Start of Extract

Emerging ResearchHealth Living

How to Keep your Heart Healthy

Improving heart health has a variety of benefits, including reduced risk of heart attack and stroke

We’ve all heard the mantra: Diet and exercise are the best ways to lose weight, suggesting that weight loss is the most important indication of overall health.

But that mantra can be frustrating to hear when taking these steps doesn’t translate to lost pounds.

According to a new study, however, taking steps to eat fewer calories and exercise more can help your heart health, whether or not you lose weight.

The study, published in the American Heart Association’s journal Circulation, showed that when older adults with obesity combined aerobic exercise with a moderate reduction in calories, they experienced greater improvements in cardiovascular health than adults who opted for exercise only, or exercise with a more restrictive diet.

The study looked at aortic stiffness, a measure of vascular health, which affects cardiovascular disease.

Previously, aerobic exercise has been known to offset age-related increases in aortic stiffness, but this new study shows that exercise alone may not be enough.

By cutting 200 calories a day alongside exercise, older adults with obesity reaped bigger rewards than exercise alone.

“This research is fascinating, demonstrating that a modest change in caloric intake and moderate exercise improves blood vessel reactivity,” said Dr. Guy L. Mintz, Northwell Health’s director of cardiovascular health and lipidology at Sandra Atlas Bass Heart Hospital

 

Study findings

The study was a randomized controlled trial. It involved 160 sedentary adults with obesity between the ages of 65 and 79.

Participants were randomly assigned to one of three intervention groups for 20 weeks: The first group kept their usual diet and increased aerobic exercise; the second group exercised and cut 200 calories per day; the third group exercised and cut 600 calories per day.

End of Extract
Start of Material shown

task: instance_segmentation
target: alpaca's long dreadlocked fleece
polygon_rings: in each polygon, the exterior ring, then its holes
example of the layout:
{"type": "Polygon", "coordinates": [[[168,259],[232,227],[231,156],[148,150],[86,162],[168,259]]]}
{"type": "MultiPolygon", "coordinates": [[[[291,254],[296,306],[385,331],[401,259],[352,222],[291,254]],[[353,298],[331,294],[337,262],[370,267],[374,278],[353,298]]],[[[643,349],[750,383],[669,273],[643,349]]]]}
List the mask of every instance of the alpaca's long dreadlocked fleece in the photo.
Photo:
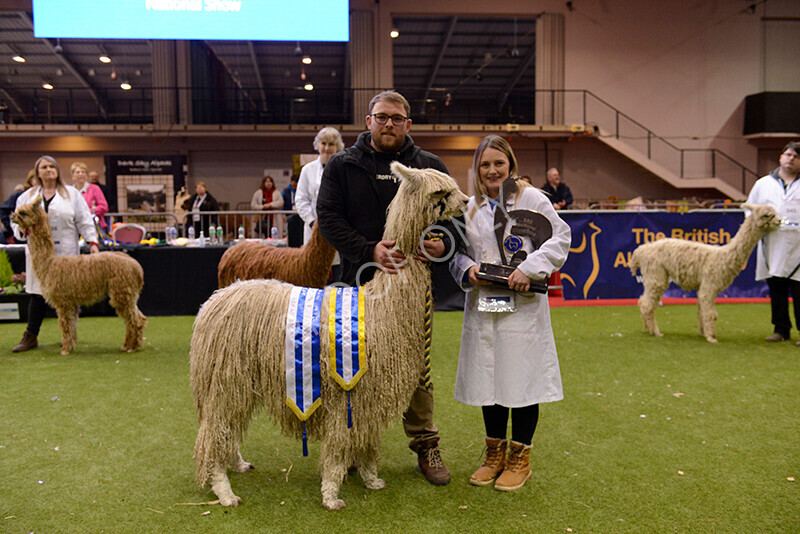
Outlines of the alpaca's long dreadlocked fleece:
{"type": "Polygon", "coordinates": [[[137,306],[144,286],[142,266],[122,252],[56,256],[50,223],[38,196],[31,204],[20,206],[11,217],[20,228],[30,230],[28,248],[33,270],[41,282],[42,296],[58,314],[61,354],[69,353],[78,340],[78,307],[91,306],[106,295],[125,321],[122,350],[133,352],[139,348],[147,324],[137,306]]]}
{"type": "Polygon", "coordinates": [[[731,285],[764,232],[780,225],[770,206],[742,206],[753,213],[724,246],[686,239],[659,239],[640,245],[631,256],[631,273],[642,271],[644,293],[639,311],[644,327],[654,336],[662,334],[656,324],[656,309],[672,280],[686,291],[697,290],[698,330],[711,343],[717,342],[717,310],[714,300],[731,285]]]}
{"type": "MultiPolygon", "coordinates": [[[[425,228],[462,213],[466,197],[438,171],[394,163],[392,172],[402,183],[389,207],[384,236],[396,239],[397,248],[413,258],[425,228]]],[[[426,266],[411,259],[399,274],[378,271],[364,286],[368,370],[350,392],[353,428],[347,428],[347,393],[328,375],[328,359],[320,358],[322,404],[306,428],[310,439],[320,441],[322,503],[329,510],[344,506],[339,486],[351,465],[358,465],[368,488],[385,486],[377,475],[381,437],[408,408],[424,367],[429,280],[426,266]]],[[[254,411],[263,409],[289,436],[301,433],[302,423],[284,402],[284,336],[292,287],[274,280],[236,282],[216,291],[195,321],[190,375],[200,423],[194,451],[197,481],[210,484],[223,505],[241,502],[226,468],[250,468],[239,455],[239,444],[254,411]]],[[[322,303],[322,325],[327,325],[331,291],[326,290],[322,303]]],[[[328,351],[328,337],[322,336],[320,353],[328,351]]]]}
{"type": "Polygon", "coordinates": [[[334,249],[319,233],[317,225],[311,239],[300,248],[272,247],[245,241],[225,251],[219,261],[219,287],[236,280],[274,278],[304,287],[323,287],[328,280],[334,249]]]}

End of Material shown

[Tasks to carry out]
[A] Translate this sentence from the heart health article into Spanish: "The study looked at aortic stiffness, a measure of vascular health, which affects cardiovascular disease."
[B] Please take the heart health article further, picking up right after its final sentence.

[Task answers]
[A] El estudio examinó la rigidez aórtica, una medida de la salud vascular, que afecta a las enfermedades cardiovasculares.

[B]
For the aerobic exercise, participants spent 30 minutes on a treadmill four times per week.

All participants were measured for their aortic arch pulse wave velocity, which is the speed at which blood travels through the aorta, as well as distensibility, or the ability of the aorta to expand and contract.

Here’s what the researchers found:

  • Participants who exercised and cut 200 calories a day had a 21 percent increase in distensibility. They also had an 8 percent decrease in pulse wave velocity.
  • There was not much change in aortic stiffness measures for the exercise-only group or the group that exercised and cut 600 calories a day.
  • Compared with the exercise-only group, the researchers found that body changes — including those affecting body mass index (BMI), total fat mass, percent body fat, abdominal fat, and waist circumference — were greater in both of the calorie-restricted groups.
  • Weight loss was similar in both groups regardless of the number of calories restricted.

This means that people wanting to get in better shape and improve their cardiovascular health don’t have to commit to drastic diets and extreme workout regimens to improve their cardiovascular health.

Improving heart health has a variety of benefits, including reduced risk of heart attack and stroke, although these were not specifically studied.